Future of Media: Identity crises, budget predictions, Prince Philip planning
This is an extract from The Drum’s Future of Media briefing. You can subscribe to it here
Welcome back to your Future of Media briefing from media editor John McCarthy. This week we've been inundated with ID talk and preparing for our TV deep-dive later this month.
ID Ideas
Over the last few weeks, my inbox has been filled by ID solutions all jostling for attention and spend – this is interesting because Google believes (or is ensuring) that solutions which offer “a level of user identity for ad tracking across the web” will not be feasible.
We don’t know how the open web will be funded. Adtech firms are drawing a line in the sand, to bridge the third-party cookie in the short term and support marketer demands in the long term. Where they draw their line in the sand is important, if the solution is too invasive, it may be wiped out by the rising tides of consumer privacy regulation.
Enter GumGum, the contextual AI company that received a huge $75m investment from finance giant Goldman Sachs this week – a sure-fire sign of confidence in the coming importance of contextual advertising (which remember does not NEED personal identifiable information to operate). GumGum managing director for EMEA, Peter Wallace, explained to me about its heritage in the space – frankly he’s fed up with everyone now saying they have a contextual advertising solution. GumGum's been in the sector since 2008, and suddenly, it's not impressed with how busy it is... [Read it here]
Meanwhile, Publicis became the first holding company to support Unified ID 2.0, an identity solution being built by The Trade Desk to gather in-depth first-party data insights on consumers and make it easier to buy. The digital media chain is about to go “nuclear”, says Publicis's data arm Epsilon, and it believes its 250m IDs provide the answer. [Read it here]
Verizon, once the home of the super cookie, released a solution that doesn’t need individual identifiers. Not exactly related but adjacent, Comcast also released a new solution [Freewheel] that allows marketers to make a linear TV spot addressable across multiple platforms and devices.

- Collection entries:
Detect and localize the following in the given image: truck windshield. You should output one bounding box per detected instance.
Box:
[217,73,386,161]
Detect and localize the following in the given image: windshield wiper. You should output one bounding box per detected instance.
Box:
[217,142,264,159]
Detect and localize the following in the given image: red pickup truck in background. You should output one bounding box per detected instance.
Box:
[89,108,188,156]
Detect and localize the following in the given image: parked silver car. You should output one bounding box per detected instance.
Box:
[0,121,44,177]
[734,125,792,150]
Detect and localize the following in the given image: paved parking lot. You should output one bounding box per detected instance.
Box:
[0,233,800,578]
---
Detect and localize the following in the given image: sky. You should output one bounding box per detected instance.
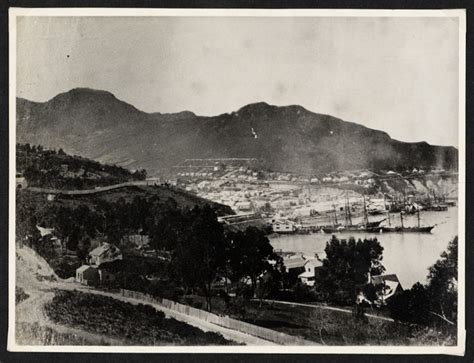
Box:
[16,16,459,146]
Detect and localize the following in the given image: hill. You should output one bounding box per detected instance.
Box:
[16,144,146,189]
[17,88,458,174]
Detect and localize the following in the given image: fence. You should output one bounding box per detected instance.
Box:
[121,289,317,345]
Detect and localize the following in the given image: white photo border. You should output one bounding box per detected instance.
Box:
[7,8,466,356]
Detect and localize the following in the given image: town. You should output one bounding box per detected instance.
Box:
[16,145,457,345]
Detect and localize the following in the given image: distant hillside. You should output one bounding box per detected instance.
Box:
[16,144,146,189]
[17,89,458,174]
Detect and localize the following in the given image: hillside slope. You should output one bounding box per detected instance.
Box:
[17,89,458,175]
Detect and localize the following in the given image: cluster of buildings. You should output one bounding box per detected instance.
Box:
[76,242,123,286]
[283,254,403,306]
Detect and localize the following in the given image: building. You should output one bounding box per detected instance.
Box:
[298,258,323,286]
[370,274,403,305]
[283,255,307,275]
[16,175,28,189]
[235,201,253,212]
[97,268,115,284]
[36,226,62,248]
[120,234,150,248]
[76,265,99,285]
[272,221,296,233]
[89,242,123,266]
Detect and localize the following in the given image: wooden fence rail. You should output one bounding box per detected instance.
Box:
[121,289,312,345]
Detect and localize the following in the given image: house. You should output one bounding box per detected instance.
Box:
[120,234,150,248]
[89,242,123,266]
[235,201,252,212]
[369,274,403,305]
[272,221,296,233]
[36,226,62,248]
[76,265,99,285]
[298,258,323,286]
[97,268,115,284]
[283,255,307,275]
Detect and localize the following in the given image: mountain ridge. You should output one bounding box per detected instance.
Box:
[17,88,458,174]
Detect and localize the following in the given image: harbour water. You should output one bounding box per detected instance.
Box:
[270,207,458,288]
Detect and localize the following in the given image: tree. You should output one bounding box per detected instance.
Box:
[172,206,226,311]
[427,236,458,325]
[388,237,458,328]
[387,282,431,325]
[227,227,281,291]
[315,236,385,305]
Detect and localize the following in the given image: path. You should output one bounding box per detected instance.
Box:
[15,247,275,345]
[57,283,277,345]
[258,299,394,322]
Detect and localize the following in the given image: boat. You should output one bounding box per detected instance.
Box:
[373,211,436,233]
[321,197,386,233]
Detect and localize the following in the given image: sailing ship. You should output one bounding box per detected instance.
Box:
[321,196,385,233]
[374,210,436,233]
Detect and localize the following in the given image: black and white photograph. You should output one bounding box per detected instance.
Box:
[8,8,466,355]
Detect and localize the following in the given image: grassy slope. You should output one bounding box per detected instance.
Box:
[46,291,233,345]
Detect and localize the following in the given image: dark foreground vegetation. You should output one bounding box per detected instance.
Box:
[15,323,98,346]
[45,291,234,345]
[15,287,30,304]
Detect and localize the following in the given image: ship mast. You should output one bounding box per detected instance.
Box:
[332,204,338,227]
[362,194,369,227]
* * *
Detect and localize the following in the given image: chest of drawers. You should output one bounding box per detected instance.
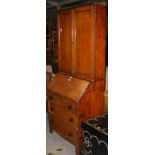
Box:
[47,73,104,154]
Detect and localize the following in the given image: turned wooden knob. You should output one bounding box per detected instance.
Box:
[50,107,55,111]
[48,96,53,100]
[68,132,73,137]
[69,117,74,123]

- INSTRUCTION: According to the media briefing, how much investment did GumGum receive from Goldman Sachs?

- WRITTEN REPLY: $75m